== Activities ==
a – Check each statement against the soybean photosynthesis article. For each, answer yes or no and quote the words from the article that settle it.
(i) The research on soybean plants was carried out by University of Illinois scientists.
(ii) The altered soybean plants produced more beans, but the beans were of lower quality.
(iii) The study's results were published in the journal Nature.
b – According to the soybean photosynthesis article, what has gene-editing technology been used for in agriculture?
c – Write the next part of the soybean photosynthesis article, picking up after its last sentence.

Bioengineering Better Photosynthesis Increases Yields in Soy Crops by 33%

In first-of-its-kind research, University of Illinois scientists have genetically altered soybean plants to increase the efficiency of photosynthesis, resulting in greater production of beans without losing any quality. The result of the study has been published recently in the prestigious journal Science (De Souza, Burgess, et al. 2022).

For the last two decades, bioengineers have been using highly specific, efficient, still simple DNA/RNA editing tools, such as clustered regularly interspaced short palindromic repeats CRISPR, that allow changes in the genetic make of cells to produce improved or novel organisms. In the Agriculture industries, the technology was used to increase the shelf life of the produce or to increase resistance to insects and herbicides and benefitted farmers in many countries.

Today, many scientists have achieved remarkable results using the technology enhancing quality and quantity of many agricultural products such as rice, wheat, maize, and tomato, for review see (Liu, Yang, et al. 2021).

== Dataset content ==
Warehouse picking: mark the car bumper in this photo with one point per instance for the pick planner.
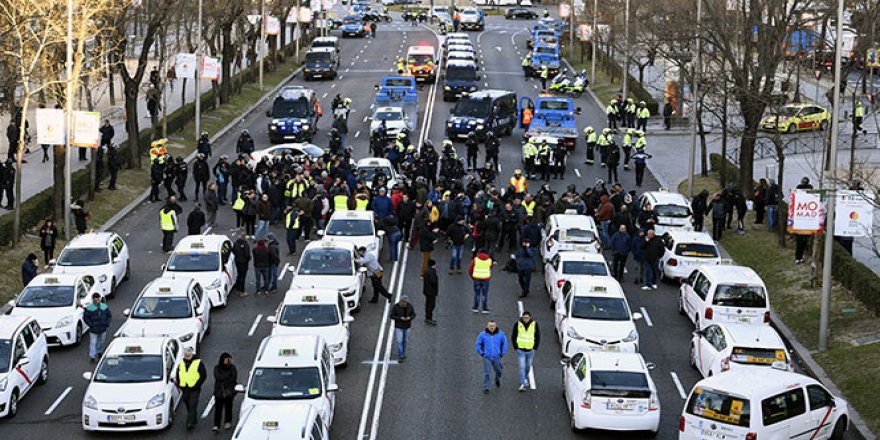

== Results for the exercise ==
a –
(i) Yes: "University of Illinois scientists have genetically altered soybean plants"
(ii) No: "resulting in greater production of beans without losing any quality"
(iii) No: "published recently in the prestigious journal Science"

b – It has been used to increase the shelf life of produce and to increase resistance to insects and herbicides.

c –
Bioengineers at the University of Illinois of an international project Realizing Increased Photosynthetic Efficiency (RIPE), which aims to increase global food production in Sub-Saharan Africa, have used gene editing technology to improve the efficiency of photosynthesis in soy plants.


Photosynthesis is a mechanism that green plants use to produce building blocks of energy molecules essential for most life forms on earth. The process, in presence of sunlight, converts carbon dioxide and water into carbohydrates.

6CO2 + 12H2O + Light Energy → C6H12O6 + 6O2 + 6H2O

However, excess light is dangerous for photosynthesis. It causes oxidative damage and decreases the efficiency of photosynthesis. There are several mechanisms that photosynthetic organisms employ to protect them from excess sunlight.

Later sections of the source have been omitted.